All of the material below is to be returned exactly.
──────── INPUT RECORDS ────────
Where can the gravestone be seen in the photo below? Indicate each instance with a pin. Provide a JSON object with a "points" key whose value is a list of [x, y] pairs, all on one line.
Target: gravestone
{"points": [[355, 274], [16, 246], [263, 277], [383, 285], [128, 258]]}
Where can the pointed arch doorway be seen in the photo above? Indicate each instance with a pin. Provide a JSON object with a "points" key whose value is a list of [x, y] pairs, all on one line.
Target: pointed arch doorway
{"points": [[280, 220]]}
────────
(EXERCISE SOLUTION)
Where can the gravestone be seen in the photo below? Indicate each instance with a pin. Provide a JSON object with a "points" key whose value is a list of [x, y] pairs, all on one line.
Target: gravestone
{"points": [[355, 274], [16, 246], [263, 277], [383, 285], [128, 258]]}
Where can the pointed arch doorway be seen in the photo above? Indicate each instance with a pin. Provide a JSON object with a "points" key whose value is a list of [x, y] pairs, all on one line.
Target: pointed arch doorway
{"points": [[280, 220]]}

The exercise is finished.